> _提示文_

世界中医薬学会連合会(世界中連)が主催する「一帯一路中医薬面臨の機遇与挑戦」「第一回世界中医薬亳州論壇」が安徽省の亳州で開催され、その出席要請に応じて9月8日から中国に入りました。
飛行機で羽田から2時間半程で上海に到着しました。上海虹橋国際空港から虹橋火車駅へ移動し、窓口で予約したチケットを受け取って高鉄に乗り宿州東駅へ向かいました。久しぶりに中国高鉄に乗り、無料で配布されるお水とお菓子を楽しみながら車窓の江南水郷を眺めました。秋の大地は金黄色と緑色の絨毯が敷きつめられ、池に白雲の姿が映っています。2時間半後、安徽省の宿州東駅に着くと、大会ボランティアの大学生2人が待っていました。インドネシア、台湾の参加者と合流し、更にバスで2時間半かけ、20時30分にやっと会場がある亳州に入りました。この日は朝5時に出発したので疲れましたが、世界中連連絡部の手配で飛行機と高鉄のチケットはすべてスムーズに入手できてよかったです。

> _課題 A_
本文によれば、安徽省の宿州東駅に到着した際、誰が待っていましたか。
> _課題 B_
本文のうち、「世界中医薬学会連合会(世界中」から「ズに入手できてよかったです。」に至るまでの全文を、一字も変えずに返してください。
この後に続く項目は、本作業には一切関与いたしません。

[データセットの記録]
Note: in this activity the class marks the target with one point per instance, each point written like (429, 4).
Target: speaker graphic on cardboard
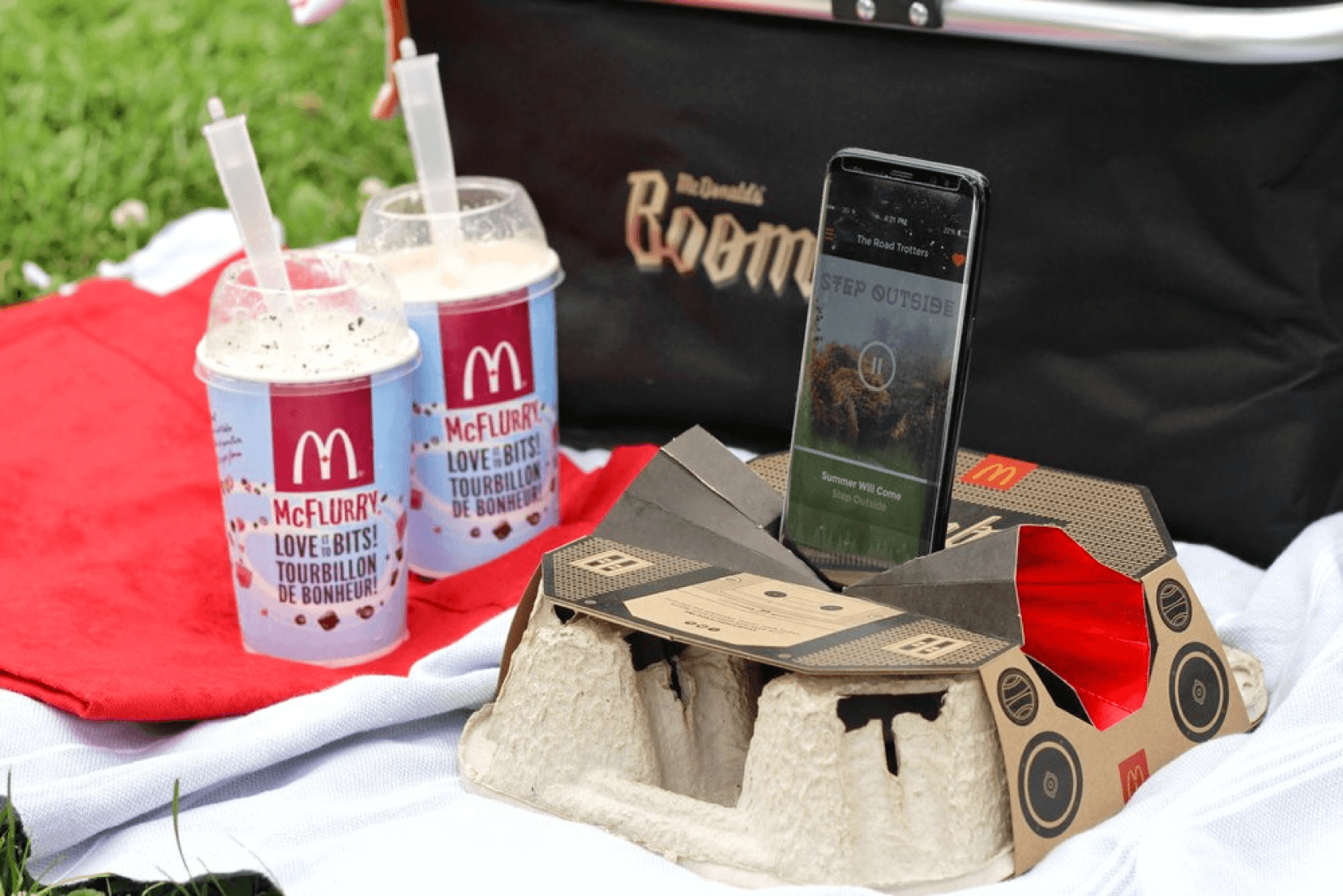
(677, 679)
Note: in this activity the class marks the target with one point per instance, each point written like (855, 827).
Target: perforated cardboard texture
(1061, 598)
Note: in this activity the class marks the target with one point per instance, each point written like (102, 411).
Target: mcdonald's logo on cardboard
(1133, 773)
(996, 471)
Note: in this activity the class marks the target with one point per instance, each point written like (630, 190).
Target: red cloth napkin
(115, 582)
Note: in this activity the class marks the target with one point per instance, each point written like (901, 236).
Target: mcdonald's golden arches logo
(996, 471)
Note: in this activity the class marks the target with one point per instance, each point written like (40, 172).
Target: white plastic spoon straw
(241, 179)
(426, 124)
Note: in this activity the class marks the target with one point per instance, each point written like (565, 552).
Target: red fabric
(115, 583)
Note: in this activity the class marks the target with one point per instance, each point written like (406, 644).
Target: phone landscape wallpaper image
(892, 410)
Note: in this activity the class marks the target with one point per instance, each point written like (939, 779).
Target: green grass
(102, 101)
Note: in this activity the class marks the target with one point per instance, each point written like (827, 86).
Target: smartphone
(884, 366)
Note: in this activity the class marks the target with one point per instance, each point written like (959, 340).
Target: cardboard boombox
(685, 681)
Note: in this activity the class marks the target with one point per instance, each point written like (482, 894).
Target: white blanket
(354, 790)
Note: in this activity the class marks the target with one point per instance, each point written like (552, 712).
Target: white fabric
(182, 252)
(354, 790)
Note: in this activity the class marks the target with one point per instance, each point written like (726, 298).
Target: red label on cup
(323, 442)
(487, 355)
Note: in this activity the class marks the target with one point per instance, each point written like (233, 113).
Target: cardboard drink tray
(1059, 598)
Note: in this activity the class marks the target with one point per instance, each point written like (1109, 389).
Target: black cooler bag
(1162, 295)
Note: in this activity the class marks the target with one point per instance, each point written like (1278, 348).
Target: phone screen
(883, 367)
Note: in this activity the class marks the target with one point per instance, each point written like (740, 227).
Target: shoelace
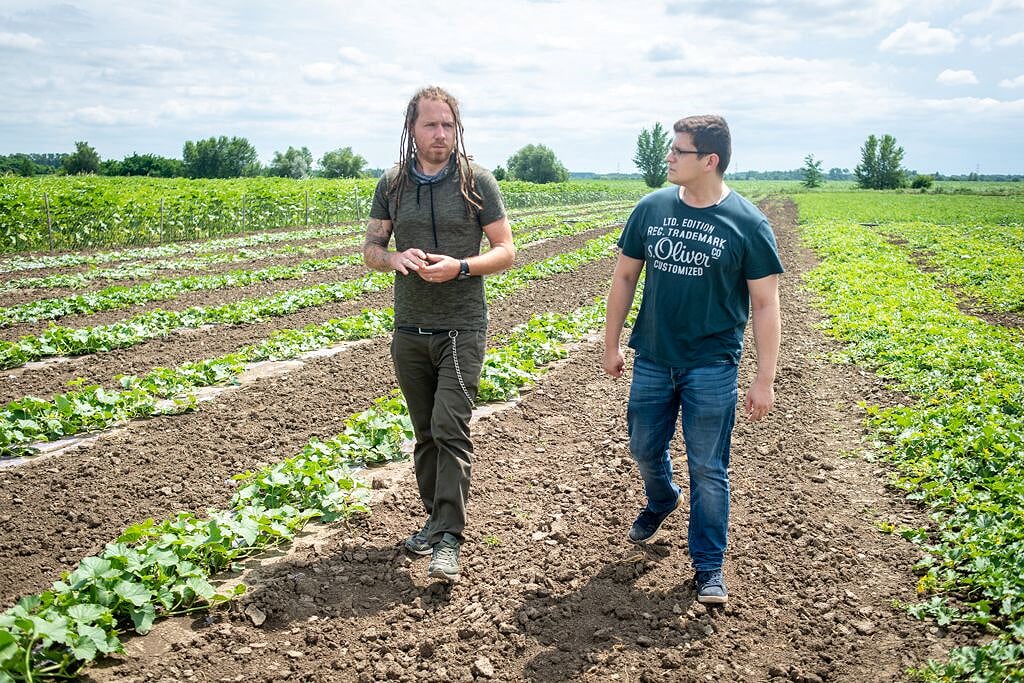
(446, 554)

> _解答欄 A_
大会ボランティアの大学生2人が待っていました。

> _解答欄 B_
世界中医薬学会連合会(世界中連)が主催する「一帯一路中医薬面臨の機遇与挑戦」「第一回世界中医薬亳州論壇」が安徽省の亳州で開催され、その出席要請に応じて9月8日から中国に入りました。
飛行機で羽田から2時間半程で上海に到着しました。上海虹橋国際空港から虹橋火車駅へ移動し、窓口で予約したチケットを受け取って高鉄に乗り宿州東駅へ向かいました。久しぶりに中国高鉄に乗り、無料で配布されるお水とお菓子を楽しみながら車窓の江南水郷を眺めました。秋の大地は金黄色と緑色の絨毯が敷きつめられ、池に白雲の姿が映っています。2時間半後、安徽省の宿州東駅に着くと、大会ボランティアの大学生2人が待っていました。インドネシア、台湾の参加者と合流し、更にバスで2時間半かけ、20時30分にやっと会場がある亳州に入りました。この日は朝5時に出発したので疲れましたが、世界中連連絡部の手配で飛行機と高鉄のチケットはすべてスムーズに入手できてよかったです。